- Provided text -
Hi there! Welcome to the fourth episode of my blog. Today I'll be writing about a topic that has been overdue for quite some time now, my fear of failing. However, I did not understand what it actually meant until I felt it. Simply put, it is the fear that one might fail even before attempting something new for the first time. Today I want to share with you how I am overcoming my fear of failure one day at a time and making it my strength.
Understanding what causes the fear is the first step towards overcoming it and thus after days of research and several sleepless nights, just kidding! But I did give myself some time off from my daily hustle during which I found a few reasons that caused my fear. Also, I realized that sometimes all we need is a little break from our mundane tasks and lots of snacks to sort out our lives. Anyway, here I am mentioning a few of them, something that-according to me-are the most common ones.

- Photo object pointing records -
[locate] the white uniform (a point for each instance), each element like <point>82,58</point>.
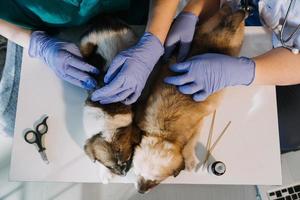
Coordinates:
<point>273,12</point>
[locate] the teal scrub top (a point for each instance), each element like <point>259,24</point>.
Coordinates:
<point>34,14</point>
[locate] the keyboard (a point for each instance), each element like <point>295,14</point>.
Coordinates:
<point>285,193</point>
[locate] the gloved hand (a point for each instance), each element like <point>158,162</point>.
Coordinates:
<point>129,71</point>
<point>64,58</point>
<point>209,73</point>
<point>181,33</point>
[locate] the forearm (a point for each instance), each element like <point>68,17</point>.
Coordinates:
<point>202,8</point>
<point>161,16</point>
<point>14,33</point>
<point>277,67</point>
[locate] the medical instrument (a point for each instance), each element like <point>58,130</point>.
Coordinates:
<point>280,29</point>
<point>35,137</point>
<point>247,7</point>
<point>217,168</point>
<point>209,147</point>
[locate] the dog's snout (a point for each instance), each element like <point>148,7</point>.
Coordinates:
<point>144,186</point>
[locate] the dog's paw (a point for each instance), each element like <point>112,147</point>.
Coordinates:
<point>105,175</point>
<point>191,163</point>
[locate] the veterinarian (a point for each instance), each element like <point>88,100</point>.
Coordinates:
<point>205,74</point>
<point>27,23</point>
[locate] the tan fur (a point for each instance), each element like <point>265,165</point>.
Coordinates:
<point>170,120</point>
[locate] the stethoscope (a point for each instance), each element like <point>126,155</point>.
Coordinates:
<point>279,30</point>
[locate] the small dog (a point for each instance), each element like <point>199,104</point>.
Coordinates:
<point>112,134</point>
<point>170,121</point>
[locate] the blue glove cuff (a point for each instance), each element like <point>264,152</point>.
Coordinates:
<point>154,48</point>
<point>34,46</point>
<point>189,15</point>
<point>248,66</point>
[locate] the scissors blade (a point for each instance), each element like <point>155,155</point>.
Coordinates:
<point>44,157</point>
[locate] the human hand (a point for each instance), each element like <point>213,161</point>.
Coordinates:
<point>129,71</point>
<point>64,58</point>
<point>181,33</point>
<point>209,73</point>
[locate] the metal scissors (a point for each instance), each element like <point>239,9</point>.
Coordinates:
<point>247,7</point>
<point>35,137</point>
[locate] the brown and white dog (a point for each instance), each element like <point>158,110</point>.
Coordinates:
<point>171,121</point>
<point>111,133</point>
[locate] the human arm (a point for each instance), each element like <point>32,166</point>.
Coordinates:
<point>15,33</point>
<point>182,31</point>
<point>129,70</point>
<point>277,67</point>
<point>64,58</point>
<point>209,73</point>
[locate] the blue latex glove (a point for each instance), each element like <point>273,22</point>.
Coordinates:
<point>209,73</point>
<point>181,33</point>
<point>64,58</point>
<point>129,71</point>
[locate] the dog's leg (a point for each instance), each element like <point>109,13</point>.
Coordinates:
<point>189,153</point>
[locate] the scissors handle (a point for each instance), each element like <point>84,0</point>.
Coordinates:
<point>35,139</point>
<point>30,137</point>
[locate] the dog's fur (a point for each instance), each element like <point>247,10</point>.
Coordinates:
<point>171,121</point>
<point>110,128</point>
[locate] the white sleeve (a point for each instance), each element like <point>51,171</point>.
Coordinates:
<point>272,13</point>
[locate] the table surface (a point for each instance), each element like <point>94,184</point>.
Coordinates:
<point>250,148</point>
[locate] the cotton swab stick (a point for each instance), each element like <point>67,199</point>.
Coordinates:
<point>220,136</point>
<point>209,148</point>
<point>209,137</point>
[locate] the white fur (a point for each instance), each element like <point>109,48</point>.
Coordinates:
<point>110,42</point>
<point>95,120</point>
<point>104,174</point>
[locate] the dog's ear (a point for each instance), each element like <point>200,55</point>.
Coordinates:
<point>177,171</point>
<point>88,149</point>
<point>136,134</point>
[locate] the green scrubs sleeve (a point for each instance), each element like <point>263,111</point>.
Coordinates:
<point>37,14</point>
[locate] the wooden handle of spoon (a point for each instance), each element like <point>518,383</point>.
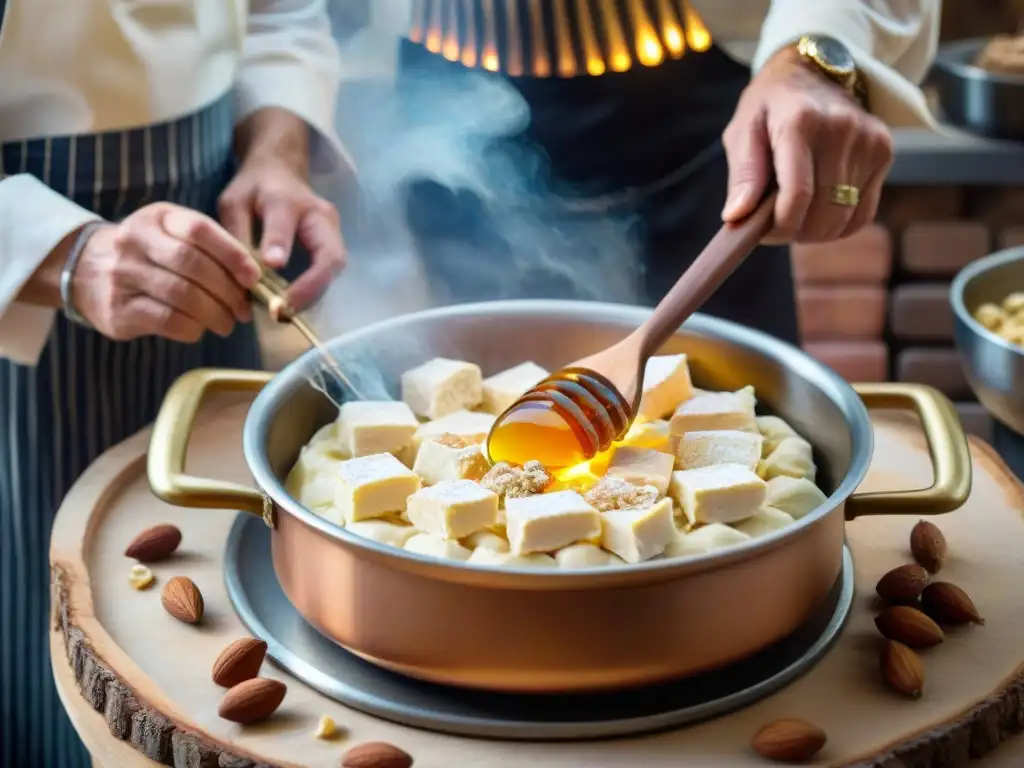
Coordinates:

- Exercise prompt -
Please print the stretch of the blog post on fear of failure from "Hi there! Welcome" through "it my strength.", copied word for word.

- Solution below -
Hi there! Welcome to the fourth episode of my blog. Today I'll be writing about a topic that has been overdue for quite some time now, my fear of failing. However, I did not understand what it actually meant until I felt it. Simply put, it is the fear that one might fail even before attempting something new for the first time. Today I want to share with you how I am overcoming my fear of failure one day at a time and making it my strength.